O, sing unto the Lord a new song: Sing unto the Lord, all the earth. Sing unto the Lord, bless his name; Show forth his salvation from day to day. Declare his glory among the nations, His marvelous works among all peoples. For great is the Lord, and highly to be praised: He is to be feared above all gods. For all the gods of the people are idols: But the Lord made the heavens. Honor and majesty are before him: Strength and beauty are in his sanctuary.

--_Ps._ xcvi., 1-6.

Ho! gallant nobles of the League, look that your arms be bright! Ho! burghers of St. Genevieve, keep watch and ward to-night! For our God hath crushed the tyrant, our God hath raised the slave, And mocked the counsel of the wise, and the valor of the brave. Then glory to his holy name, from whom all glories are; And glory to our sovereign lord, King Henry of Navarre.

--_The Battle of Ivry._ MACAULAY.

PEDAGOGICAL ASPECTS.

These aspects, having been dwelt upon at some length in the preceding discussion, may be dismissed with a few words. The knowledge of the psychology of Force and Stress is to serve as a standard of criticism, not as a foundation for mechanical drills. There is a school of reading pedagogy, with lamentably extended sway, that argues, since there are found various kinds of stress in our speech, therefore we must drill our pupils on these. Nothing could be farther from the truth. Stress denotes a state of mind. If our philosophy of stress is sound, it should teach us that the mental state finds instinctive expression in one form of stress or another, and consequently we must get the state before we can get the stress. We might add that this is true of Time, Pitch, and Quality, as well as of Stress.

Do not tell a child to read louder. If you do, you will get loudness--that awful, grating schoolboy loudness--without a particle of expression in it. Many a child reads well, but is bashful. When we tell him to read louder, he braces himself for the effort and kills the quality, which is the finer breath and spirit of oral expression, and gives us a purely physical thing--force. Put your weak-voiced readers on the platform; let them face the class and talk to you, seated in the middle of the room, and you will get all the force you need. On the whole, we have too much force rather than too little. Let the teacher learn that we want quality, not quantity, and our statement of the mental action behind force will be of much benefit in creating the proper conditions.

FOOTNOTES:

[1] In describing what is small, delicate, nice, we often note the tendency to use a rather high key. This is no doubt due to the tension that results from unconscious imitation. The voice is to a certain extent squeezed in endeavoring to express the smallness of the idea, with the result that the key is raised. Note how the child’s key rises when he asks for a “leetle, teeny bit.”

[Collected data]
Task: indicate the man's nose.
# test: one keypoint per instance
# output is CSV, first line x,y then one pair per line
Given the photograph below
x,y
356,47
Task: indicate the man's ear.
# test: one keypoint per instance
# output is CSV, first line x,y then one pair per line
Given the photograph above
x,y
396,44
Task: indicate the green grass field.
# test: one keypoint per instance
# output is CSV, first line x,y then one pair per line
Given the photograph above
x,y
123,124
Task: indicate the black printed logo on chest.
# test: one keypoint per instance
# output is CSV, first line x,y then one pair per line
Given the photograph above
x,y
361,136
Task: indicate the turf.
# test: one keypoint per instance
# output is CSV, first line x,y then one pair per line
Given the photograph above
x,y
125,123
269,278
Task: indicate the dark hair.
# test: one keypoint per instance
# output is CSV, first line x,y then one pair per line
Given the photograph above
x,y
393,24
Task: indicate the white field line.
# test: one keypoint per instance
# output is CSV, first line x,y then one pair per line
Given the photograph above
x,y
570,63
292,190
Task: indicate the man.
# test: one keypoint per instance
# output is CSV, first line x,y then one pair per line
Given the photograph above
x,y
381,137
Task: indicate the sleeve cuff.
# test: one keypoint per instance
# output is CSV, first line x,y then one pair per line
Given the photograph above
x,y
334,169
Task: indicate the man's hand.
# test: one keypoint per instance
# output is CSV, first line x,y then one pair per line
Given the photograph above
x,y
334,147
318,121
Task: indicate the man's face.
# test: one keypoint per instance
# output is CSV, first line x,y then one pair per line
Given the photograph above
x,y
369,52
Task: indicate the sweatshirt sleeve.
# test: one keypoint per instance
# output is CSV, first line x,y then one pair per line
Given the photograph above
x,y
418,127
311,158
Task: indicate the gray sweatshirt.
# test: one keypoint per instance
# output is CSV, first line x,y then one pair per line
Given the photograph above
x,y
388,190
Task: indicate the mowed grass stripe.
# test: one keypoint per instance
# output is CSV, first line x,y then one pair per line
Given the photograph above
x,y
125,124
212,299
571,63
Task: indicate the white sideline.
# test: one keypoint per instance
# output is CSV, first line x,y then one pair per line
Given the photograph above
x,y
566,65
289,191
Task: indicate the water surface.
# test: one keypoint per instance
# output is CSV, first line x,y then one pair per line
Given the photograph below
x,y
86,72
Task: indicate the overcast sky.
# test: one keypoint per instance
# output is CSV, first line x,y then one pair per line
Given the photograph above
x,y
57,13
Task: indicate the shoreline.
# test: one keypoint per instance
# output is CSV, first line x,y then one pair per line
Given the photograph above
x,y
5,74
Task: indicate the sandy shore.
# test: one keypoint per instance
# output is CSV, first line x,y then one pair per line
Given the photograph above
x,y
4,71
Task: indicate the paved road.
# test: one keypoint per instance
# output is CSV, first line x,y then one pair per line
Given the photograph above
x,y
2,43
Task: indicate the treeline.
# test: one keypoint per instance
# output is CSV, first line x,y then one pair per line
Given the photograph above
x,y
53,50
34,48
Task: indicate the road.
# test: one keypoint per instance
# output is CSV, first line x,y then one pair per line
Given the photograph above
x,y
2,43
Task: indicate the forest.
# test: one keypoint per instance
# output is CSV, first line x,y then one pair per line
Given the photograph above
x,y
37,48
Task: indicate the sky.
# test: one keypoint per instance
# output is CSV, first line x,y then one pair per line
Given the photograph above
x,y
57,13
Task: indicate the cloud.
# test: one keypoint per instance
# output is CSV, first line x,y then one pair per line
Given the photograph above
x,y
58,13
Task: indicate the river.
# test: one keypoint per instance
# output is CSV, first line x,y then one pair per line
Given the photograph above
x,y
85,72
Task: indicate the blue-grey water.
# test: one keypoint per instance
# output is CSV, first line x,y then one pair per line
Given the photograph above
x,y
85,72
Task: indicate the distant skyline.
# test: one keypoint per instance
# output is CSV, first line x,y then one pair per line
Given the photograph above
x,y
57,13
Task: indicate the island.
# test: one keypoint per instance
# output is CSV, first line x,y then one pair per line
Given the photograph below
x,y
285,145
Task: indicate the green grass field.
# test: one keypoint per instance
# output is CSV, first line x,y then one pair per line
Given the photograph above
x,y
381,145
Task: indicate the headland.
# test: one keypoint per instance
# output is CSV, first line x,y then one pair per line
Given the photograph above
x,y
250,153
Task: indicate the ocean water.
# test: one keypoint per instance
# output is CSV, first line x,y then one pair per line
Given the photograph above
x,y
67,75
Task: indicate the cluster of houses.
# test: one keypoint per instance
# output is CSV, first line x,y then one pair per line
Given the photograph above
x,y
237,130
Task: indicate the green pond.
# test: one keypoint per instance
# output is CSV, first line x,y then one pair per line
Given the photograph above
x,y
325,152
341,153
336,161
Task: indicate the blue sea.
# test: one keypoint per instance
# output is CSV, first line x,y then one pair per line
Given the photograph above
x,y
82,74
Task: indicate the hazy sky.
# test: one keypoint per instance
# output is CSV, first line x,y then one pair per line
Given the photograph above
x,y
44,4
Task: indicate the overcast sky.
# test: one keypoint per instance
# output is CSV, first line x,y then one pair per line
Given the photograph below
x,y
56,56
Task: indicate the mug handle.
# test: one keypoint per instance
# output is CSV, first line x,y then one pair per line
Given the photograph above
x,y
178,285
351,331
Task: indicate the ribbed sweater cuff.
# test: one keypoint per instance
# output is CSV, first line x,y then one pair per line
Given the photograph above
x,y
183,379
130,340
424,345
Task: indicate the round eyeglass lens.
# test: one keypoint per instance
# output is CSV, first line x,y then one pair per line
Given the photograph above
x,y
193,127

**YOUR TASKS:**
A. According to the source passage, what does stress denote?
B. Reproduce the source passage word for word from "PEDAGOGICAL ASPECTS." to "as of Stress.".

**OUTPUTS BY TASK:**
A. A state of mind.

B.
PEDAGOGICAL ASPECTS.

These aspects, having been dwelt upon at some length in the preceding discussion, may be dismissed with a few words. The knowledge of the psychology of Force and Stress is to serve as a standard of criticism, not as a foundation for mechanical drills. There is a school of reading pedagogy, with lamentably extended sway, that argues, since there are found various kinds of stress in our speech, therefore we must drill our pupils on these. Nothing could be farther from the truth. Stress denotes a state of mind. If our philosophy of stress is sound, it should teach us that the mental state finds instinctive expression in one form of stress or another, and consequently we must get the state before we can get the stress. We might add that this is true of Time, Pitch, and Quality, as well as of Stress.